Written request a
In the quantization benchmark text, what strict pass rate did Q4_K_M achieve?

===== Document segment =====

20 held-out seeds (no overlap with training data, mix of one-word + sentence + paragraph). Inference at temperature=0.7, GPU offload (-ngl 999) on an A6000. Per-output coherence judged by Qwen3.5-27B (1-5 scale, lenient at the high end).

Quant	Avg latency	Strict pass	Soft pass (after auto-repair)
Q8_0	3.1 s	15/20 (75%)	19/20 (95%)
F16	5.1 s	13/20 (65%)	20/20 (100%)
Q4_K_M	2.2 s	7/20 (35%)	19/20 (95%)

Quantization noticeably affects strict-schema compliance — Q4 loses ~half the strict pass rate vs Q8. The soft-pass numbers (after the auto-repair shim below) are within rounding distance for all three. Recommendation: Q8_0 in production, with the shim regardless.

Coherence on valid outputs is consistently 4.5-5.0 across all quants — when the model produces a parseable design, the design is good. The strict failures are 1-off constraint violations, not quality problems:

writing_style arrays with 5 entries instead of max 4 (trim to 4)
languages containing codes outside the SUPPORTED_LANGUAGES allow-list (e.g. mn, cy, mi, sq — Qwen2.5-3B knows these from base training; the LoRA didn't fully suppress them)
system_prompt_extra over 512 chars (truncate)

=====

Written request b
Show every line of the rows below that contains the word "jacket", treating uppercase and lowercase as different.

===== Given entries =====

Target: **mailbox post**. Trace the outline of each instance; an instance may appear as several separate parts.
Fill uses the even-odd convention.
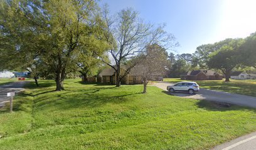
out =
[[[10,112],[13,112],[13,96],[15,96],[15,92],[11,92],[7,93],[8,97],[11,97],[10,99]]]

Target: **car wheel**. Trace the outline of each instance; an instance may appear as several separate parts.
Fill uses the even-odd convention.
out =
[[[170,89],[169,89],[169,91],[170,91],[171,92],[175,92],[175,90],[174,90],[173,88],[170,88]]]
[[[188,90],[188,93],[189,93],[189,94],[195,94],[194,89],[189,89]]]

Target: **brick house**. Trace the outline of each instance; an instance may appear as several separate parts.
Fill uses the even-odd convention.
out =
[[[181,79],[191,81],[221,80],[224,76],[211,70],[189,71],[186,75],[181,75]]]

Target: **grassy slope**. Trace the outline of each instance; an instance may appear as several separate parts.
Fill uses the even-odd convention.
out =
[[[1,149],[205,149],[256,131],[256,110],[220,108],[141,85],[32,84],[0,112]],[[34,98],[33,98],[34,97]],[[34,101],[34,102],[33,102]]]
[[[178,82],[184,81],[179,78],[165,78],[164,81]],[[223,91],[228,92],[256,96],[256,80],[235,80],[225,82],[223,81],[196,81],[201,88]]]

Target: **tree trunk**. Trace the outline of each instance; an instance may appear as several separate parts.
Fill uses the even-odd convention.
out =
[[[143,92],[142,93],[146,93],[147,92],[147,81],[146,78],[143,78]]]
[[[61,83],[60,81],[60,73],[56,73],[55,82],[56,82],[55,91],[61,91]]]
[[[115,86],[121,86],[121,81],[120,79],[120,65],[117,66],[117,77],[116,77]]]
[[[80,72],[82,75],[83,76],[83,82],[88,82],[88,75],[87,75],[87,72]]]
[[[225,82],[230,82],[230,74],[231,74],[231,70],[226,70],[225,74]]]
[[[37,81],[37,77],[36,77],[36,76],[34,76],[34,79],[35,79],[35,82],[36,83],[36,86],[39,86],[39,84],[38,84],[38,81]]]
[[[64,85],[63,85],[63,82],[64,82],[64,79],[66,77],[66,69],[65,68],[63,68],[61,70],[61,76],[60,76],[60,86],[61,86],[61,90],[64,90]]]

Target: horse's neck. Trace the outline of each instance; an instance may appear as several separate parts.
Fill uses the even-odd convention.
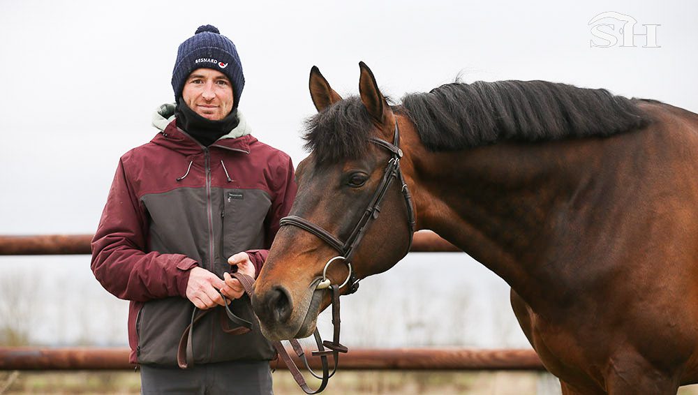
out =
[[[593,193],[590,179],[603,163],[588,159],[602,145],[590,140],[424,152],[414,160],[419,227],[463,248],[525,299],[542,287],[565,292],[574,279],[549,267],[555,244],[572,229],[558,216],[579,194]]]

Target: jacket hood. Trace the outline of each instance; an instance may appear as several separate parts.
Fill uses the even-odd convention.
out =
[[[176,107],[177,104],[174,103],[165,103],[158,107],[153,113],[153,126],[155,126],[161,132],[164,132],[168,125],[175,119],[174,109]],[[252,128],[247,123],[247,119],[239,110],[237,110],[237,117],[240,120],[237,126],[235,126],[227,135],[221,136],[218,140],[226,138],[237,138],[252,133]]]
[[[204,146],[177,127],[177,123],[174,121],[175,107],[174,103],[163,104],[155,111],[153,114],[153,126],[160,133],[153,137],[151,142],[186,156],[201,154],[205,148]],[[257,139],[250,134],[252,129],[239,110],[237,111],[237,115],[240,119],[237,126],[228,134],[216,140],[209,147],[220,147],[249,154],[250,145],[256,142]]]

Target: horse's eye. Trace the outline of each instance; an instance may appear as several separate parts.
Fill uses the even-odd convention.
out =
[[[358,188],[366,184],[367,179],[369,179],[368,176],[364,173],[354,173],[349,176],[349,181],[347,184],[352,188]]]

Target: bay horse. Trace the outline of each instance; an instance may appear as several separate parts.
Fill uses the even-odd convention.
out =
[[[291,214],[329,236],[300,223],[279,231],[253,297],[267,337],[312,333],[331,303],[321,281],[346,294],[400,260],[411,208],[416,229],[511,286],[564,394],[674,394],[698,382],[698,115],[543,81],[449,84],[389,105],[359,66],[360,95],[346,99],[311,72],[318,113]],[[352,237],[396,162],[388,145],[403,179],[369,209],[350,262],[330,264],[332,238]]]

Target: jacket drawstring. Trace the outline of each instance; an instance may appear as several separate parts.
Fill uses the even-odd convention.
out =
[[[228,169],[225,168],[225,163],[223,163],[223,160],[221,161],[221,165],[223,165],[223,171],[225,172],[225,177],[228,177],[228,182],[232,182],[232,180],[230,179],[230,174],[228,174]]]
[[[177,182],[179,182],[180,181],[184,179],[184,177],[186,177],[187,175],[188,175],[188,174],[189,174],[189,169],[191,168],[191,164],[193,162],[194,162],[193,161],[189,161],[189,165],[186,167],[186,172],[184,173],[184,175],[183,175],[181,177],[177,179]]]

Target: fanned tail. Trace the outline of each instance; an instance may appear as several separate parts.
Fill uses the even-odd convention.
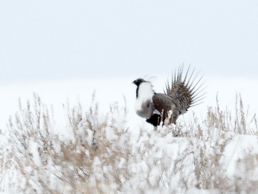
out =
[[[203,76],[196,81],[197,73],[192,78],[195,69],[194,69],[188,77],[190,65],[189,65],[183,79],[182,77],[184,65],[179,67],[177,71],[175,70],[174,75],[172,77],[171,83],[170,85],[168,80],[166,84],[164,93],[171,98],[173,108],[171,109],[172,115],[170,123],[175,123],[179,116],[187,111],[191,107],[195,106],[204,102],[203,100],[206,92],[203,92],[205,88],[202,88],[204,82],[202,82]]]

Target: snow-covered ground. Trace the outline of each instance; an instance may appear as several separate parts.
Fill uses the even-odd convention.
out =
[[[158,92],[162,92],[163,88],[165,87],[165,83],[167,77],[167,76],[157,76],[154,78],[149,78],[149,79],[152,83],[155,91]],[[86,111],[87,111],[91,105],[92,94],[95,90],[95,101],[98,103],[99,108],[101,113],[104,113],[109,111],[109,104],[113,103],[114,102],[118,102],[119,106],[122,107],[124,103],[124,95],[126,101],[128,112],[126,117],[126,121],[123,127],[125,128],[128,127],[130,131],[130,133],[128,134],[130,134],[131,136],[128,139],[128,141],[133,145],[131,148],[133,149],[133,150],[131,151],[132,152],[131,154],[136,157],[140,158],[143,156],[144,157],[142,161],[140,159],[138,159],[138,163],[135,164],[135,164],[136,166],[134,166],[134,163],[133,162],[132,166],[130,166],[132,174],[135,174],[133,173],[136,173],[137,170],[141,172],[139,173],[140,174],[143,175],[143,177],[146,175],[146,173],[148,174],[149,173],[148,175],[150,176],[149,177],[149,181],[150,182],[149,183],[151,186],[152,184],[154,185],[153,184],[155,184],[154,183],[157,178],[157,176],[158,176],[162,170],[159,168],[158,166],[157,166],[156,164],[155,164],[153,163],[151,160],[159,158],[158,159],[160,159],[160,162],[164,163],[165,165],[169,167],[167,167],[168,169],[171,170],[170,168],[172,167],[170,165],[173,166],[173,166],[174,166],[174,170],[175,163],[166,161],[166,157],[168,157],[164,156],[164,153],[171,155],[171,156],[169,156],[170,157],[171,156],[171,158],[168,157],[167,158],[172,158],[173,160],[174,160],[174,161],[178,159],[179,156],[182,154],[182,151],[186,148],[192,146],[196,149],[194,151],[192,156],[192,156],[189,158],[187,158],[188,156],[186,156],[186,158],[187,158],[189,160],[188,162],[192,163],[189,164],[189,166],[188,170],[182,171],[183,172],[183,174],[184,176],[187,176],[186,175],[188,174],[187,171],[190,171],[191,169],[194,168],[194,163],[192,162],[194,160],[192,160],[192,158],[192,158],[191,157],[194,157],[194,159],[195,158],[195,157],[197,159],[198,158],[197,156],[200,151],[198,149],[200,149],[200,148],[203,148],[205,147],[205,149],[203,148],[203,150],[208,152],[209,150],[208,147],[210,146],[211,151],[214,151],[211,148],[212,146],[215,146],[218,144],[220,145],[220,143],[223,144],[223,142],[220,142],[220,138],[222,138],[223,141],[230,139],[230,141],[229,140],[228,143],[226,144],[226,147],[223,150],[222,152],[220,153],[219,150],[217,150],[216,151],[218,152],[215,153],[208,153],[206,155],[207,156],[213,155],[213,154],[215,156],[219,155],[220,154],[223,155],[223,157],[222,156],[220,159],[223,160],[223,162],[224,165],[223,166],[223,169],[218,169],[218,173],[219,170],[221,170],[223,172],[223,173],[224,173],[223,175],[224,177],[229,177],[233,180],[234,179],[236,178],[236,177],[238,177],[240,180],[239,181],[240,182],[244,181],[245,179],[246,180],[252,179],[250,178],[252,176],[250,174],[252,173],[252,172],[248,171],[248,173],[249,173],[248,176],[245,174],[246,171],[249,170],[247,169],[248,166],[241,165],[241,163],[243,161],[245,161],[245,160],[246,159],[245,158],[247,156],[255,156],[255,155],[258,154],[258,143],[257,136],[237,134],[230,132],[226,132],[225,133],[224,133],[224,132],[222,132],[219,130],[215,128],[212,129],[207,129],[207,131],[209,132],[208,132],[204,131],[202,133],[205,139],[207,135],[212,137],[209,139],[207,139],[207,141],[205,142],[207,144],[208,143],[210,144],[208,146],[208,144],[205,144],[205,143],[198,142],[198,138],[196,140],[197,141],[195,140],[192,142],[191,141],[194,139],[192,139],[189,137],[184,137],[184,135],[182,135],[182,134],[180,134],[180,135],[182,135],[182,137],[175,137],[173,136],[172,133],[168,132],[167,131],[167,129],[165,127],[164,128],[159,127],[159,132],[154,131],[152,127],[146,123],[144,119],[138,117],[135,114],[133,109],[133,104],[135,98],[135,86],[132,84],[132,82],[138,78],[127,77],[110,79],[96,78],[94,79],[74,79],[59,81],[43,81],[35,83],[13,83],[5,85],[0,85],[0,93],[1,94],[0,95],[0,118],[1,118],[0,129],[2,131],[5,131],[7,129],[6,125],[8,123],[9,115],[13,116],[14,113],[18,111],[19,109],[18,99],[19,97],[20,98],[22,106],[23,108],[26,107],[26,102],[27,99],[29,100],[32,104],[34,104],[34,92],[38,94],[42,102],[46,104],[50,109],[50,105],[53,105],[54,118],[55,123],[55,127],[53,128],[53,130],[56,130],[55,132],[63,135],[63,137],[65,136],[64,138],[68,138],[71,135],[71,132],[66,131],[64,130],[69,128],[67,127],[68,123],[66,115],[67,110],[65,108],[64,108],[64,107],[67,107],[68,102],[69,103],[70,107],[72,108],[74,106],[77,106],[78,102],[79,101],[82,107],[83,112]],[[169,80],[170,78],[169,77],[168,79]],[[192,112],[194,111],[195,113],[195,116],[199,119],[198,122],[199,122],[201,128],[203,130],[205,130],[204,129],[206,127],[203,126],[203,124],[202,120],[204,120],[206,116],[207,106],[211,106],[213,107],[216,106],[216,98],[217,92],[218,93],[220,107],[222,110],[225,110],[226,107],[227,107],[228,110],[231,110],[232,112],[234,112],[235,109],[236,94],[236,92],[237,92],[241,94],[245,109],[247,110],[247,106],[248,104],[249,105],[248,115],[245,115],[247,121],[251,120],[255,113],[258,113],[258,104],[256,101],[258,92],[256,89],[258,88],[258,79],[254,78],[222,78],[209,77],[205,77],[204,80],[205,80],[204,86],[207,87],[205,91],[207,92],[204,102],[191,108],[187,113],[180,117],[178,120],[179,123],[184,122],[190,123],[192,122],[193,120]],[[119,116],[122,117],[121,115],[118,115],[118,117],[119,117]],[[118,118],[117,119],[118,119],[118,123],[120,122],[119,119],[122,119],[119,118]],[[118,126],[119,126],[119,125]],[[117,127],[118,127],[117,126]],[[140,128],[143,129],[143,132],[140,135]],[[80,128],[80,130],[82,130],[83,128],[81,127]],[[116,137],[117,137],[116,136],[117,134],[115,132],[112,132],[114,130],[112,128],[112,127],[110,128],[109,131],[106,131],[108,132],[107,132],[107,133],[106,135],[109,141],[115,141],[114,142],[122,144],[125,143],[124,142],[121,143],[120,141],[116,142],[115,140],[114,140],[116,139]],[[105,130],[107,130],[106,129]],[[183,128],[182,131],[183,133],[184,132],[188,133],[189,134],[192,133],[191,134],[192,135],[193,138],[195,138],[196,137],[195,137],[194,136],[196,135],[196,134],[191,131],[191,130],[190,128],[185,127]],[[223,138],[222,137],[223,137]],[[135,142],[137,141],[138,138],[139,138],[138,143],[135,143]],[[217,140],[218,141],[216,141],[216,138],[218,138]],[[203,141],[204,142],[205,142],[204,140]],[[163,141],[164,142],[162,142]],[[147,142],[148,143],[146,144],[146,142]],[[152,145],[150,150],[148,150],[148,148],[144,147],[146,145]],[[123,147],[123,146],[121,146]],[[139,151],[141,151],[140,150],[141,149],[142,149],[140,148],[141,148],[143,149],[144,151],[144,149],[146,149],[146,153],[143,153],[142,155],[137,153],[137,150],[134,149],[139,148],[140,149]],[[211,151],[212,150],[213,151]],[[35,151],[36,152],[36,150]],[[160,153],[160,151],[161,152]],[[152,156],[151,153],[154,154],[155,156]],[[205,153],[205,155],[206,154]],[[160,154],[161,154],[161,156],[159,156],[159,155]],[[160,159],[159,158],[161,157],[164,158]],[[119,164],[120,165],[123,166],[123,160],[121,159],[119,161],[120,162],[119,163]],[[255,163],[257,161],[254,161],[253,162],[254,163],[255,165]],[[144,162],[146,163],[145,164],[142,164],[142,161],[143,163]],[[197,162],[195,161],[195,162]],[[201,162],[200,161],[198,162]],[[221,161],[220,162],[222,162]],[[100,162],[101,163],[101,162]],[[166,164],[166,162],[168,163]],[[40,166],[40,165],[39,165]],[[101,166],[101,165],[98,166],[100,165],[100,164],[95,165],[96,168],[100,168],[100,166]],[[150,169],[151,171],[148,173],[149,166],[150,167]],[[212,164],[211,165],[211,166],[212,166]],[[152,167],[153,168],[153,170],[151,169]],[[130,168],[129,167],[128,168]],[[135,168],[135,169],[134,168]],[[146,168],[145,169],[144,168]],[[254,175],[257,175],[257,174],[255,174],[255,172],[257,170],[257,168],[253,169],[252,173]],[[194,173],[193,173],[191,174],[194,174]],[[220,175],[221,175],[221,174],[220,174]],[[166,188],[173,188],[175,189],[175,187],[176,187],[180,184],[175,183],[173,186],[169,184],[168,184],[167,183],[170,182],[170,181],[166,179],[167,179],[169,176],[166,176],[164,174],[162,174],[163,176],[162,177],[163,177],[164,179],[163,181],[162,180],[162,182],[163,181],[162,184],[164,187],[162,187],[162,189],[159,190],[159,189],[158,189],[157,188],[154,189],[153,188],[152,188],[151,187],[148,189],[143,187],[142,184],[144,184],[146,183],[144,183],[143,179],[142,180],[142,183],[137,183],[137,180],[135,180],[135,177],[137,177],[135,176],[134,176],[132,175],[132,176],[131,179],[128,181],[124,180],[124,178],[120,177],[120,181],[123,182],[124,184],[123,187],[122,189],[122,192],[123,191],[124,192],[125,192],[125,191],[127,191],[128,193],[134,192],[135,193],[136,191],[137,193],[137,190],[134,190],[132,187],[139,187],[139,188],[141,188],[141,189],[145,188],[146,193],[154,193],[153,192],[164,192],[164,193],[171,193],[172,191],[171,190],[168,190]],[[182,176],[182,177],[180,176]],[[182,175],[171,176],[171,179],[176,182],[176,181],[180,182],[180,180],[179,179],[177,180],[176,179],[184,178],[186,177]],[[254,175],[254,176],[253,180],[257,181],[256,179],[256,178],[255,177],[255,175]],[[189,182],[188,182],[186,183],[187,185],[192,185],[190,182],[191,181],[191,179],[194,178],[193,177],[194,177],[189,176],[189,179],[187,181]],[[142,177],[141,178],[143,178]],[[93,178],[92,177],[91,178]],[[18,178],[15,178],[17,181],[19,181]],[[8,188],[7,186],[8,184],[7,184],[7,181],[6,179],[6,178],[5,179],[4,184],[3,180],[2,179],[0,179],[2,181],[0,184],[0,189],[3,189],[4,188],[5,191],[13,190],[11,189],[9,189],[10,188]],[[195,183],[194,184],[197,184],[196,180],[192,180],[191,181]],[[92,183],[92,184],[94,184],[94,183]],[[111,186],[112,185],[110,186],[111,187]],[[109,189],[111,190],[111,189],[110,188]],[[176,189],[174,190],[176,190]],[[111,190],[109,190],[110,191]],[[186,190],[179,190],[176,192],[178,193],[195,193],[198,192],[204,194],[221,193],[222,191],[221,190],[216,189],[206,190],[203,188],[202,189],[200,190],[193,186],[191,188],[188,188],[188,189]],[[235,191],[231,191],[230,192],[228,191],[227,193],[235,193]],[[4,192],[0,193],[7,194],[9,193]]]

=====

Exercise response a
7/20 (35%)

Exercise response b
Target: jacket hood. Trace the outline of each instance; an instance may appear as several separate parts.
Target: jacket drawstring. Trace the outline of each instance; an instance may appear as several separate parts.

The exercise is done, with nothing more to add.